(Dataset entries)

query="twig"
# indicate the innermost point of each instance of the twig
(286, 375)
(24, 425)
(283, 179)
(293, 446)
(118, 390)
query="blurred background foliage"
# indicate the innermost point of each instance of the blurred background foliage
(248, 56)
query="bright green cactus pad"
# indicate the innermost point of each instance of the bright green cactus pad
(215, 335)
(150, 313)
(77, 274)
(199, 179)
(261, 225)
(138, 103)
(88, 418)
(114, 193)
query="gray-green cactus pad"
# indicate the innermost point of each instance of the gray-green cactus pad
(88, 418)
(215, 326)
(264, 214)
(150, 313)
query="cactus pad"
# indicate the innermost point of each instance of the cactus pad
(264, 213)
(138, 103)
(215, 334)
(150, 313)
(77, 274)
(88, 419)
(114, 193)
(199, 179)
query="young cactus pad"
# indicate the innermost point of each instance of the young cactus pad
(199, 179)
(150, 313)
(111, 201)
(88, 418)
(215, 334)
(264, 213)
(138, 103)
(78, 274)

> [Activity]: Please copy out every entry exactly, with nothing omitted.

> [Exercise answer]:
query="twig"
# indicate the innermost point of each instance of the twig
(286, 375)
(24, 425)
(283, 179)
(293, 446)
(118, 390)
query="blurred background foliage"
# indicate the innermost point of each instance of the blurred background foliage
(248, 56)
query="bright green cactus pad"
# indicate the innermost point of each instance of the bright green cactus pad
(215, 335)
(150, 313)
(77, 274)
(199, 179)
(261, 225)
(138, 103)
(88, 418)
(114, 193)
query="gray-green cactus pad"
# indicate the innermost point of each instance of the gray-green cactus pad
(88, 418)
(215, 326)
(264, 214)
(150, 313)
query="cactus pad"
# indicate the innermost point of each instance of the cactus pad
(264, 213)
(138, 103)
(215, 334)
(150, 313)
(77, 274)
(88, 419)
(114, 193)
(199, 179)
query="young cactus pad"
# indicate the innermost point of each instance of the young cactus pad
(199, 179)
(150, 313)
(111, 201)
(88, 418)
(215, 334)
(264, 213)
(138, 103)
(78, 274)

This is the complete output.